#### [EXTRACTED INFORMATION]

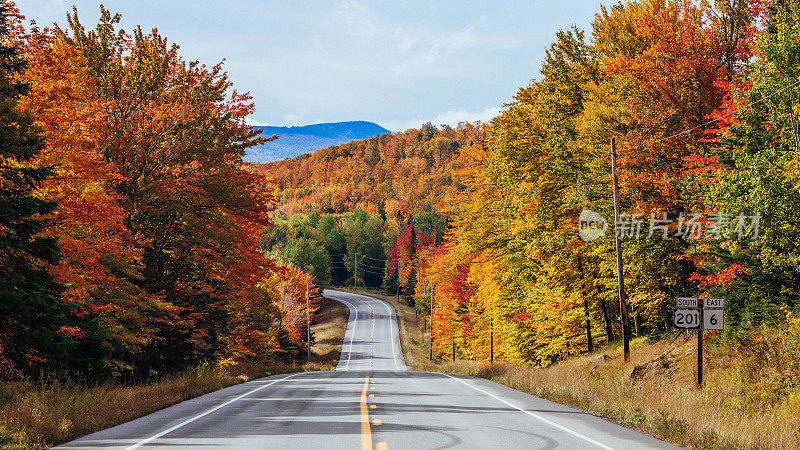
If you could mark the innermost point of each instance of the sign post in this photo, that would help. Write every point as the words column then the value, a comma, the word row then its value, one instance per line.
column 699, row 314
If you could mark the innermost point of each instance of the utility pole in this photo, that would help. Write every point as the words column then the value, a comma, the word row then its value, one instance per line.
column 700, row 305
column 623, row 307
column 431, row 320
column 398, row 281
column 308, row 320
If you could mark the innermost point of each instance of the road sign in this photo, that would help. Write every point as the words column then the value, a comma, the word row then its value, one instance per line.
column 687, row 318
column 714, row 303
column 713, row 319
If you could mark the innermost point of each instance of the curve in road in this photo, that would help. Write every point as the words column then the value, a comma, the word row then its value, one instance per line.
column 371, row 401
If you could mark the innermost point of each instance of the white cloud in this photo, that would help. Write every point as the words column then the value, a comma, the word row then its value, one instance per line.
column 356, row 19
column 291, row 120
column 45, row 11
column 253, row 123
column 452, row 118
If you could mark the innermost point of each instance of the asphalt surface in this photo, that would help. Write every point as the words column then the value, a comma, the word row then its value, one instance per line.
column 371, row 401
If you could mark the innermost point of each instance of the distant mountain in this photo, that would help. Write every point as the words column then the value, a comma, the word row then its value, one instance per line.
column 293, row 141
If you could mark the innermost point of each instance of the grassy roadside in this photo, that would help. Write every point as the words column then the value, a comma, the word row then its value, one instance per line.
column 412, row 338
column 654, row 392
column 34, row 417
column 328, row 333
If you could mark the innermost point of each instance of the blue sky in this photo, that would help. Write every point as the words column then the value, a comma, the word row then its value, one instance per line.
column 398, row 64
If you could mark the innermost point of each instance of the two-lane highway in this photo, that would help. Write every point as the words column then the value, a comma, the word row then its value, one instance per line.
column 371, row 401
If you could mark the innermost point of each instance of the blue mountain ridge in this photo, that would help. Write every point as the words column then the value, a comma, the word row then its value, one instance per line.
column 294, row 141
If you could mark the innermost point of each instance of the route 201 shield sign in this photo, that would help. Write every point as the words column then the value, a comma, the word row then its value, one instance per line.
column 687, row 318
column 713, row 319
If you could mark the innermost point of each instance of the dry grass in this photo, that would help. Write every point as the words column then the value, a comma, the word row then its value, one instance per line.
column 663, row 400
column 46, row 415
column 33, row 417
column 751, row 396
column 329, row 332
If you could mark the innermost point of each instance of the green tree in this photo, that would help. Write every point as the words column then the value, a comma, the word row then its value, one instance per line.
column 34, row 328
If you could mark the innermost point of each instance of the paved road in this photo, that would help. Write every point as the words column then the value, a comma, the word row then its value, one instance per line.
column 370, row 401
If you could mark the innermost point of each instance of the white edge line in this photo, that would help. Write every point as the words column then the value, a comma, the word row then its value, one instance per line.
column 203, row 414
column 534, row 415
column 391, row 334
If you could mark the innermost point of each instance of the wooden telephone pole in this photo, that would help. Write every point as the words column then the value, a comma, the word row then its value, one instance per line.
column 623, row 304
column 308, row 320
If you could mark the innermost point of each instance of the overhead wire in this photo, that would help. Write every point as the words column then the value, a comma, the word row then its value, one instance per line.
column 749, row 105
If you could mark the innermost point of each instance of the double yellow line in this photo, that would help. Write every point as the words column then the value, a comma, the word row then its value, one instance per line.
column 366, row 431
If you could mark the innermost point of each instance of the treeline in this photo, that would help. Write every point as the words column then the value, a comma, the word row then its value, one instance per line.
column 701, row 99
column 129, row 227
column 392, row 175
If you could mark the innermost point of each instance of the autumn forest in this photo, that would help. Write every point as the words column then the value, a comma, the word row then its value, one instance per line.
column 135, row 242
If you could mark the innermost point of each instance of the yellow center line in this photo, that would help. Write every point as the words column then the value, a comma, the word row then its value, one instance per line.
column 366, row 433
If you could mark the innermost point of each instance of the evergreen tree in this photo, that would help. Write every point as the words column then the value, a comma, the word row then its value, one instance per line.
column 33, row 317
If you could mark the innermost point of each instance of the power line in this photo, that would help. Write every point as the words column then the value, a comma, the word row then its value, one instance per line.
column 748, row 106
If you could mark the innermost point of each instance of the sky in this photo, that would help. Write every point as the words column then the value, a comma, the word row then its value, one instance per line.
column 398, row 64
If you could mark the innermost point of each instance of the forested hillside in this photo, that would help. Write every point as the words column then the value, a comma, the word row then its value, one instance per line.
column 129, row 227
column 297, row 140
column 359, row 197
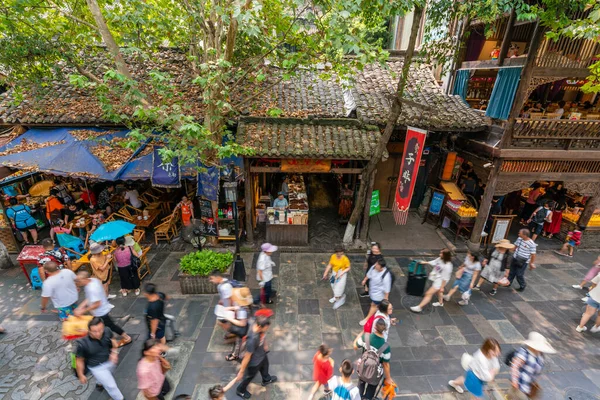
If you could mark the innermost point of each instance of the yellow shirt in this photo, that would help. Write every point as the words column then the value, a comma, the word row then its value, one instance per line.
column 338, row 264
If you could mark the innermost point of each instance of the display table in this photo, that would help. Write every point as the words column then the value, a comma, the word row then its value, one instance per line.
column 29, row 255
column 287, row 234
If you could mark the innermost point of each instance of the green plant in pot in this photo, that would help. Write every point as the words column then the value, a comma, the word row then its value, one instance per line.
column 202, row 263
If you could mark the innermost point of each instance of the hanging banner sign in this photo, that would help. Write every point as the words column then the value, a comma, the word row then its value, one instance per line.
column 165, row 173
column 305, row 165
column 411, row 159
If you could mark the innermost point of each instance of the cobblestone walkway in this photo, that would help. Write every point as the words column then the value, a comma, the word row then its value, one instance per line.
column 426, row 348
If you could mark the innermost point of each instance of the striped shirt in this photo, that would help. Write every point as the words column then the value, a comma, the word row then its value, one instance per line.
column 524, row 248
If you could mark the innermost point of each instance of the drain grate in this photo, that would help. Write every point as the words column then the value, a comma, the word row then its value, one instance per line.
column 580, row 394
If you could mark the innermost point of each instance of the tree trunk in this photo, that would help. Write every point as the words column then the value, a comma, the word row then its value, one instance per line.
column 395, row 111
column 5, row 261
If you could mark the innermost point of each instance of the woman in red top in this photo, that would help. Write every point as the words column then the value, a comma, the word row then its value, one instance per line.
column 322, row 369
column 187, row 211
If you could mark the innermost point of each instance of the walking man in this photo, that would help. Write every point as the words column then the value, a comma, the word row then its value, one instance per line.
column 524, row 254
column 96, row 303
column 60, row 287
column 98, row 352
column 256, row 359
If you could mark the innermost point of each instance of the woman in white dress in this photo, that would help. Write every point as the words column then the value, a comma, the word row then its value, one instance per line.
column 496, row 266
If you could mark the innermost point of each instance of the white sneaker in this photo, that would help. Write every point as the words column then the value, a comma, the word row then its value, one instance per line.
column 339, row 303
column 456, row 387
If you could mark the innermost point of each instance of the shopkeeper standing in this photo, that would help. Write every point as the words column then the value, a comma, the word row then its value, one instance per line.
column 280, row 203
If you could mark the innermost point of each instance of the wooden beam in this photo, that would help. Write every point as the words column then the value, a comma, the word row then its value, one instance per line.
column 549, row 176
column 507, row 36
column 539, row 154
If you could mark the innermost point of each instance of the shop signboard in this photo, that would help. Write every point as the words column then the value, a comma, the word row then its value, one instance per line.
column 411, row 159
column 165, row 173
column 375, row 204
column 436, row 203
column 305, row 165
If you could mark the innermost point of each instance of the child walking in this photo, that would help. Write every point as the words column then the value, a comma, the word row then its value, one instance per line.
column 323, row 369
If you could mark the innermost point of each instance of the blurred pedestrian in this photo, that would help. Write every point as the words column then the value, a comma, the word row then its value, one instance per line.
column 97, row 351
column 339, row 265
column 527, row 364
column 439, row 276
column 481, row 370
column 151, row 370
column 322, row 370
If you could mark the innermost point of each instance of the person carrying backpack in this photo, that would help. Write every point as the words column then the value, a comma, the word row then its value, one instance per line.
column 381, row 281
column 536, row 221
column 374, row 364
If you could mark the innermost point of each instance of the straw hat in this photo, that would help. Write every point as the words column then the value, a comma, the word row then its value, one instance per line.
column 268, row 247
column 505, row 244
column 96, row 248
column 538, row 342
column 129, row 241
column 242, row 296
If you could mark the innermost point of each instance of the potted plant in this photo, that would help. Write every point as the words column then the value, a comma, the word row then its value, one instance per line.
column 195, row 267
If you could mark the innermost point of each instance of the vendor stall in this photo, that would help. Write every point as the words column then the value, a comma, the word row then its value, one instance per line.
column 289, row 226
column 456, row 210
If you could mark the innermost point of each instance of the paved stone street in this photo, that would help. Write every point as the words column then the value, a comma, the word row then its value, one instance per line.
column 426, row 348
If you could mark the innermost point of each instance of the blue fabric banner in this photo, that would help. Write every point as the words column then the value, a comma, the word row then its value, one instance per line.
column 461, row 83
column 503, row 93
column 165, row 173
column 208, row 184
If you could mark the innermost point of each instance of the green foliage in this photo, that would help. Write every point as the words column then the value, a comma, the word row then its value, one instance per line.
column 202, row 263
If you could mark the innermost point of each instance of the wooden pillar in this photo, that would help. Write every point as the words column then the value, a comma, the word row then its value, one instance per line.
column 366, row 219
column 507, row 37
column 484, row 208
column 592, row 205
column 249, row 201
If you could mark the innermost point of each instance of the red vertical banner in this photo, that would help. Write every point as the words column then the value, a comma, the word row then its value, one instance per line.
column 411, row 159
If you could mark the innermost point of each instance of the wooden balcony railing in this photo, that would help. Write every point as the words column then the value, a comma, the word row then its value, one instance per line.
column 556, row 134
column 567, row 53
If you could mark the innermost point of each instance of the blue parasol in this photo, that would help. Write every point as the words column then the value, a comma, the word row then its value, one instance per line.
column 112, row 230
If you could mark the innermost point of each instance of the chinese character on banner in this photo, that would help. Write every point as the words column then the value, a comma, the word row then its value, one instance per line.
column 165, row 173
column 411, row 159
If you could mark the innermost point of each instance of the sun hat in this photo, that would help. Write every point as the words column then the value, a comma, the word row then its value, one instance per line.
column 505, row 244
column 242, row 296
column 538, row 342
column 129, row 241
column 268, row 247
column 96, row 248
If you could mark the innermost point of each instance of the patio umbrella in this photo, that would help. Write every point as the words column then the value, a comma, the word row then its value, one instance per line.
column 112, row 230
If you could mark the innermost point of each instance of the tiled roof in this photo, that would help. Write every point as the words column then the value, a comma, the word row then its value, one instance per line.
column 303, row 96
column 296, row 138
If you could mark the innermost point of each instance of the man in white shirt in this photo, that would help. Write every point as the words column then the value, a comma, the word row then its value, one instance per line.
column 60, row 287
column 96, row 303
column 133, row 196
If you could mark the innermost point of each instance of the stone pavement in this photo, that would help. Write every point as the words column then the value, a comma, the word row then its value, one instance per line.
column 426, row 348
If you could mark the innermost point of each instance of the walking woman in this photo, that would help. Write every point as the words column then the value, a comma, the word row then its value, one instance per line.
column 339, row 265
column 439, row 276
column 482, row 369
column 129, row 277
column 466, row 276
column 496, row 266
column 151, row 370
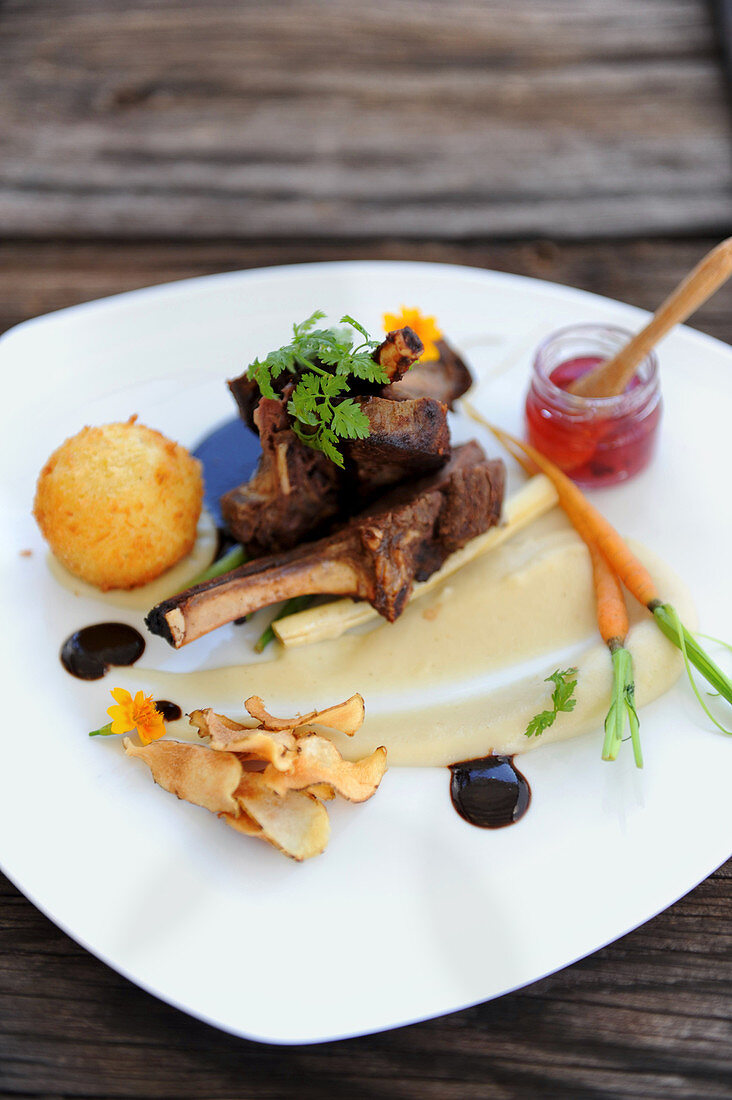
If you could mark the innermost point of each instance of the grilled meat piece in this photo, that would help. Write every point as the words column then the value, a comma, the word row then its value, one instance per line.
column 395, row 354
column 292, row 495
column 406, row 439
column 377, row 557
column 445, row 378
column 296, row 492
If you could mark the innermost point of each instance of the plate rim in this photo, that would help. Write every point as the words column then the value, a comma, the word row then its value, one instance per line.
column 177, row 287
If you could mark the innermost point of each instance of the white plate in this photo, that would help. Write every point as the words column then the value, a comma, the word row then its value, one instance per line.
column 411, row 912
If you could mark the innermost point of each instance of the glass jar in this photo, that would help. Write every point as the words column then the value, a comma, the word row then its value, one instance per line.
column 594, row 440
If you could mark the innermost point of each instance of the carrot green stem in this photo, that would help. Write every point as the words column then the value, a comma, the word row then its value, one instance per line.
column 102, row 732
column 622, row 707
column 667, row 618
column 296, row 604
column 231, row 559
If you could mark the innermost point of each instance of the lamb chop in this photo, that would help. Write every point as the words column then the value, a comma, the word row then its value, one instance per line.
column 295, row 492
column 445, row 378
column 405, row 536
column 395, row 355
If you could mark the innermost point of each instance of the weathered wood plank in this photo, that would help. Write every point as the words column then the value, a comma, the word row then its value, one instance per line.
column 36, row 277
column 330, row 118
column 647, row 1016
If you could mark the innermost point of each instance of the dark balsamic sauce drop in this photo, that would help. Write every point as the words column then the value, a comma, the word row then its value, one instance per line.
column 170, row 711
column 229, row 455
column 490, row 792
column 89, row 652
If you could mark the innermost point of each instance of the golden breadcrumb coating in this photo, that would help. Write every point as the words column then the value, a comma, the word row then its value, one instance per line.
column 119, row 504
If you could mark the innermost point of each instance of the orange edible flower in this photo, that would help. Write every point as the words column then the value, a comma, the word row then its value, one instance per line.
column 139, row 713
column 425, row 327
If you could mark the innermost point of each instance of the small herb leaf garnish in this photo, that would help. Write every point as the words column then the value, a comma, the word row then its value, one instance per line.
column 563, row 699
column 325, row 361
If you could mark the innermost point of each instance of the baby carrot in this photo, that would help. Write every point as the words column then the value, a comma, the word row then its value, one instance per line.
column 613, row 625
column 592, row 527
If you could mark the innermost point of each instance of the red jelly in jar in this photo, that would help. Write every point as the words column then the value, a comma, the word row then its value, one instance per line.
column 596, row 440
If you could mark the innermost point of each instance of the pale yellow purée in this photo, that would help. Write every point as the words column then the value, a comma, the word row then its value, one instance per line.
column 461, row 672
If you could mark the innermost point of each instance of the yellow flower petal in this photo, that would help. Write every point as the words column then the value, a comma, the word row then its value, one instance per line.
column 151, row 730
column 425, row 327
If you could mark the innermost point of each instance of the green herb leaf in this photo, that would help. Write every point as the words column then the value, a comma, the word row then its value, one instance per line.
column 325, row 361
column 563, row 697
column 349, row 420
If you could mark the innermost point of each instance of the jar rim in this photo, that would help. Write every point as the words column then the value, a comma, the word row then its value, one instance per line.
column 647, row 372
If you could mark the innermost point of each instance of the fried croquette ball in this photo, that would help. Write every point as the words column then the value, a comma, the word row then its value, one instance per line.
column 119, row 504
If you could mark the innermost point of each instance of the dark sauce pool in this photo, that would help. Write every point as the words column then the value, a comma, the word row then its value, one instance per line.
column 228, row 455
column 89, row 652
column 170, row 711
column 490, row 792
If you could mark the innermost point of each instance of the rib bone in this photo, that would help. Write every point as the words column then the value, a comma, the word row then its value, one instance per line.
column 375, row 557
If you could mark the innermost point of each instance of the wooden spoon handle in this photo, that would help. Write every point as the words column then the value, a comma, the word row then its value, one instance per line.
column 611, row 377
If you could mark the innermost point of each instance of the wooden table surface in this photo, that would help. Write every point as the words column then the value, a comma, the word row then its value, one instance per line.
column 582, row 141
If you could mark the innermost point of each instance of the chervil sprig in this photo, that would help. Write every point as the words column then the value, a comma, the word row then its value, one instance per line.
column 326, row 361
column 563, row 699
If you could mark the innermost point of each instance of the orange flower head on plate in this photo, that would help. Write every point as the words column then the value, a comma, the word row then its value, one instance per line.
column 139, row 713
column 425, row 327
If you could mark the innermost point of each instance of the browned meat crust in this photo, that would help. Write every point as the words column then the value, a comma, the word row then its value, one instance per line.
column 396, row 354
column 377, row 557
column 296, row 492
column 445, row 378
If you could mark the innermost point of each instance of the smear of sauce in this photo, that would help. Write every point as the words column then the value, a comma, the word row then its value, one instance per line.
column 490, row 792
column 170, row 711
column 229, row 455
column 89, row 652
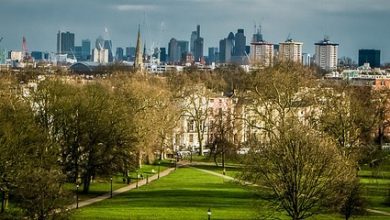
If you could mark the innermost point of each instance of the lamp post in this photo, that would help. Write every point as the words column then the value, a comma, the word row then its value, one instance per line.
column 137, row 179
column 77, row 196
column 158, row 177
column 111, row 187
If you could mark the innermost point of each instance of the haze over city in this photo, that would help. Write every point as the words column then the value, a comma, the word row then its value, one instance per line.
column 353, row 24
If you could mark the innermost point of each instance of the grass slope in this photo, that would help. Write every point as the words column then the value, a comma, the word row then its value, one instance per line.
column 185, row 194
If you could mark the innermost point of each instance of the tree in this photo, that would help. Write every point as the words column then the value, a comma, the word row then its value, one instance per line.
column 27, row 157
column 89, row 124
column 302, row 167
column 300, row 164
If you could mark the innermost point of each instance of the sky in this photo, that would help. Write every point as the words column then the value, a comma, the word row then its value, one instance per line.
column 354, row 24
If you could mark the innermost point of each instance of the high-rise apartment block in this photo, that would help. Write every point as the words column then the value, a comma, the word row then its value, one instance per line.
column 261, row 52
column 290, row 51
column 65, row 43
column 373, row 57
column 85, row 49
column 197, row 44
column 326, row 54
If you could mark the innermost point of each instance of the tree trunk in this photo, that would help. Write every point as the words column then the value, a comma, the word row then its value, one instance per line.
column 86, row 182
column 2, row 201
column 223, row 160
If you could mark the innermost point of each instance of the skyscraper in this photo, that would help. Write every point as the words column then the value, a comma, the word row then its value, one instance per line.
column 326, row 54
column 65, row 42
column 373, row 57
column 163, row 54
column 108, row 46
column 290, row 51
column 85, row 49
column 261, row 52
column 197, row 44
column 239, row 43
column 119, row 54
column 226, row 47
column 138, row 62
column 173, row 51
column 212, row 56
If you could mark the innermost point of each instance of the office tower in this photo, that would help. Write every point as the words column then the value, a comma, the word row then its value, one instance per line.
column 38, row 55
column 130, row 53
column 326, row 54
column 226, row 47
column 138, row 62
column 183, row 47
column 212, row 57
column 197, row 44
column 99, row 43
column 173, row 51
column 371, row 56
column 100, row 55
column 119, row 54
column 261, row 51
column 65, row 42
column 163, row 54
column 257, row 37
column 108, row 46
column 194, row 36
column 239, row 43
column 290, row 51
column 85, row 49
column 78, row 52
column 306, row 59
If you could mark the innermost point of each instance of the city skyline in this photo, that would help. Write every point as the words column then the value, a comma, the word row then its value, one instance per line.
column 357, row 25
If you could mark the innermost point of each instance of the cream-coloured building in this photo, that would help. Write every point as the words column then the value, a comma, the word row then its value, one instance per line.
column 326, row 54
column 290, row 51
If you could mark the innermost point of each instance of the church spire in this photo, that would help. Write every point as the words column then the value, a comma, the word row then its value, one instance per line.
column 138, row 62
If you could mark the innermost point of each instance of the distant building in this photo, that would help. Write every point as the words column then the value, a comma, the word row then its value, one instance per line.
column 226, row 47
column 119, row 54
column 290, row 51
column 239, row 43
column 77, row 52
column 326, row 54
column 163, row 54
column 373, row 57
column 138, row 61
column 197, row 46
column 108, row 46
column 306, row 59
column 65, row 42
column 85, row 49
column 262, row 52
column 39, row 55
column 100, row 56
column 16, row 56
column 212, row 56
column 130, row 53
column 183, row 47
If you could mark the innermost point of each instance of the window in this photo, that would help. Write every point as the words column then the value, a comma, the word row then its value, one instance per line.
column 190, row 126
column 191, row 138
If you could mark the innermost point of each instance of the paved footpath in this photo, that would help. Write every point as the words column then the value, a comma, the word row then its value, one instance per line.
column 121, row 190
column 247, row 183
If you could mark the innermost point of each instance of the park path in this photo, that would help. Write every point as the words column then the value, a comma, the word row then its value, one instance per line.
column 122, row 190
column 247, row 183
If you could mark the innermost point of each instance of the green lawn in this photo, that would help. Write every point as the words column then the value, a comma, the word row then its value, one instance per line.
column 101, row 186
column 186, row 193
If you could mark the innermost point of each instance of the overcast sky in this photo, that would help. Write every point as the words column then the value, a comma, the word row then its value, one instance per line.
column 354, row 24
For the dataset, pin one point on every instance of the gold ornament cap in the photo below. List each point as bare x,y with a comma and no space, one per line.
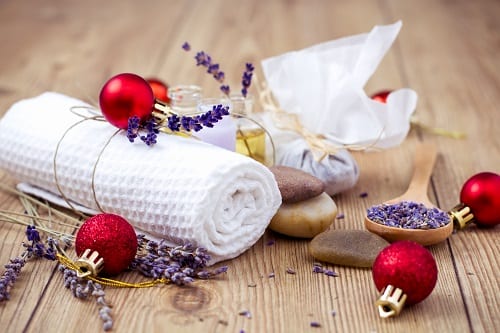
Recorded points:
90,263
461,215
391,302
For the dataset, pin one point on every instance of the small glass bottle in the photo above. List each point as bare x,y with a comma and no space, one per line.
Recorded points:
250,136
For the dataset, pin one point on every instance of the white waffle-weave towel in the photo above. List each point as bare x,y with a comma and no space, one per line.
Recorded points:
181,189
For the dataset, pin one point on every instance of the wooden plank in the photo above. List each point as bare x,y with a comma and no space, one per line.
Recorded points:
456,74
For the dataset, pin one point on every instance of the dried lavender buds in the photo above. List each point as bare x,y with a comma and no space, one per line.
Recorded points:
181,264
408,215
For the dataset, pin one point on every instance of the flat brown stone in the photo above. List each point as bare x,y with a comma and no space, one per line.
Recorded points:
357,248
296,185
305,219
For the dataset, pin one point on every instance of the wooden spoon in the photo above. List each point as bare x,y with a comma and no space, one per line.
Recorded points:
425,156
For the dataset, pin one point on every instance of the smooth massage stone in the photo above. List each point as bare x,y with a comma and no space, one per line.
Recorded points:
305,219
296,185
357,248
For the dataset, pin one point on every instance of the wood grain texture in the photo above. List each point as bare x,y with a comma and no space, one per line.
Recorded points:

#### [WHAT IS REQUIRED]
Please copy out the records between the line holding "of the grilled" and the line holding "column 647, row 1016", inclusive, reproducing each line without change.

#### [ANSWER IN FULL]
If you could mark the innermost point of each instance of the grilled meat piece in this photo, that would help. Write every point as the words column then the value, a comma, the word row then its value, one instance per line.
column 395, row 354
column 292, row 495
column 406, row 439
column 377, row 557
column 445, row 378
column 296, row 492
If you could mark the innermost point of each instance of the plate rim in this photo, that would help. Write every point as the words column then the value, a comma, the word row then its value, one instance per line.
column 177, row 287
If you could mark the innermost point of each instance of the white plate in this photo, that would help. Write every point as the words column then the value, a comma, the word row then its value, one instance per line.
column 411, row 912
If you could mark the innermost point of each instance of the glass jar in this photo, that would help. Write every point as the words column then the value, a comma, the word row then its value, one instance per line.
column 594, row 440
If you could mark the innermost point of each instance of the carrot green stem in this photo, that would help. Write every point as the words column then the value, a comma, the word row then its value, one instance per line.
column 102, row 732
column 622, row 707
column 667, row 618
column 296, row 604
column 231, row 559
If you could mark the innermost point of each instance of the lamb chop in this photo, that would help. Write every point as the words column then the value, a comma, the word row then its value, one instance per line.
column 295, row 492
column 445, row 378
column 405, row 536
column 395, row 355
If you could mark the innermost point of each instance of the weathered wood plank in this photo, that would help. Write every point as the words column then the value, a comma, the word row then its value, one instance per line.
column 36, row 277
column 330, row 118
column 647, row 1016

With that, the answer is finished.